◆ **SOURCE TEXT**
★ ★ ★ ★ ★

Friday, April 5, 2013

Orange Spiced Scones...or What Have You

I've got a confession to make, here, folks.  I have always wanted to like scones.  I really have.  I load them up with jam and whipped cream and tell myself I like them, but usually they are just too dry for me.  Then I tried this recipe out for St. Patrick's day and it was scone redemption.  I guess to some purists these may not technically be scones.  Their texture is closer to coffee cake than it is to the dry biscuit texture that I'm used to in scones, but whatever they are--scones, slices of coffee cake, or something else entirely, this won our family over.

Orange Spiced Scones

3 c. all-purpose flour
1/2 tsp. salt
2 Tbsp. baking powder
1 c. sugar
1/2 c. cold unsalted butter
2 eggs
1 c. heavy cream
zest of two oranges

1/2 c. sugar
1/4 c. flour
1 tsp. cinnamon
4 Tbsp. unsalted butter

Preheat oven to 350.  Lightly grease a cookie sheet and set aside.  In a large bowl, whisk together flour, salt, baking powder, sugar, and orange zest.  Using a cheese grater, grate 1/2 c. butter into bowl and toss lightly until mixed evenly (be careful not to over-mix--you want the mixture to be crumbly).  In a separate bowl, lightly beat the eggs, then add them to the flour and butter mixture until evenly absorbed.  Add cream and mix until combined.  Turn mixture out onto a lightly floured surface.  Divide in two and shape each into a round "loaf."  Place on cookie sheet. 
Mix together sugar, flour, and cinnamon for topping.  Grate 4 Tbsp. butter into this mixture and mix until crumbly.  Sprinkle over both scone rounds.  Bake for 30-35 minutes or until golden brown and cooked through.  Cut rounds into wedges and serve.

Monday, April 1, 2013

Cabbage and Beef Soup

Now, I'll admit that when people hear the words "cabbage soup," shivers of excitement don't start running up and down their spine.  I'm posting this recipe anyway because, folks, I love this soup.  It's hands down my favorite way to eat cabbage.  It is packed with flavor and is such a nice way to warm up on a chilly spring evening.  Try it with soda bread and it's the perfect easy meal for St. Patrick's day season.  Try it and you may really, really like it.  Try it and you may, I say.

★ ★ ★ ★ ★

◆ **MATERIAL PROVIDED**
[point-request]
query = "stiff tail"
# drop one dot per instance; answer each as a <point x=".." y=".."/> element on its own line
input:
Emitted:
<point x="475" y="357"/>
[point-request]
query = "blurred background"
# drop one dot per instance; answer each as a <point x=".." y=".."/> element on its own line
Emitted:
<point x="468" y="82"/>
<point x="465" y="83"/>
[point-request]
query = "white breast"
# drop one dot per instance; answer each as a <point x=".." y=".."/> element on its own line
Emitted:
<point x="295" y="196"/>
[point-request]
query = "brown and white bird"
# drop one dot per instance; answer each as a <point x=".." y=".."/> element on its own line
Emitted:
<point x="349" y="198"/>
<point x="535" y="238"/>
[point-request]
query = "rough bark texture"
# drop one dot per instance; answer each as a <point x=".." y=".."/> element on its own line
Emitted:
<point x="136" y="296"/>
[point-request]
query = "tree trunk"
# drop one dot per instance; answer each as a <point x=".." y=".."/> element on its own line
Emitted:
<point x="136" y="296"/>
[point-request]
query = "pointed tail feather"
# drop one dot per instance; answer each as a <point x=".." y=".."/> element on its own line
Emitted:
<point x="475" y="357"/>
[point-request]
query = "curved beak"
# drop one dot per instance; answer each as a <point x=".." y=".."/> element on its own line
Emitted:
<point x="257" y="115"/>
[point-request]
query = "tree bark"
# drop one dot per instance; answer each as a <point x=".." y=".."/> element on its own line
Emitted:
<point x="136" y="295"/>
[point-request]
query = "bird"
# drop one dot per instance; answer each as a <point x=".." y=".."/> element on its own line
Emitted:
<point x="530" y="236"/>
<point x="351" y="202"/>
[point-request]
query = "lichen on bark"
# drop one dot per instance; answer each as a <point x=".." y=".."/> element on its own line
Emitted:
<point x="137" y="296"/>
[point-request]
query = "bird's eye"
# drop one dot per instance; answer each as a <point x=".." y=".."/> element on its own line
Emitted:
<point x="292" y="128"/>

★ ★ ★ ★ ★

◆ **SHORT EXERCISE**
Pick up the recipe blog text after its last sentence and keep writing. You won't need the material for this.

◆ **FINAL RESULT**
Cabbage and Beef Soup
Printable Recipe

1 lb. lean ground beef
1/2 tsp. garlic salt
1/4 tsp. garlic powder
1/4 tsp. pepper
2 stalks celery, chopped
1 (16 oz.) can red kidney beans (undrained)
1/2 medium head cabbage, chopped
1 (28 oz.) can diced tomatoes
1 (28 oz.) can water
4 beef bouillon cubes

Brown beef; add all remaining ingredients and bring to a boil.  Reduce heat and simmer, covered, for 1 hour.  Soup can be frozen in serving size portions.

Sunday, March 31, 2013

Irish Soda Bread

I hope your March was lovely, everyone!  I've been baking and cooking up a storm this month, and here's the first recipe I want to share with you:  Irish Soda Bread.  I love this bread because you can make it in under an hour, start to finish, which is great if you're like me and forget that you wanted homemade bread for dinner until it's about an hour till you eat.  Ahem.  Also, you can get in touch with your Irish roots while you make it, or just pretend to be Irish if you don't have any Irish roots.
The key to successful soda bread is to not knead it too much.  Knead it just long enough to get everything to stick together and then call it good.  This is known as having a "soft hand" and will result in the best soda bread.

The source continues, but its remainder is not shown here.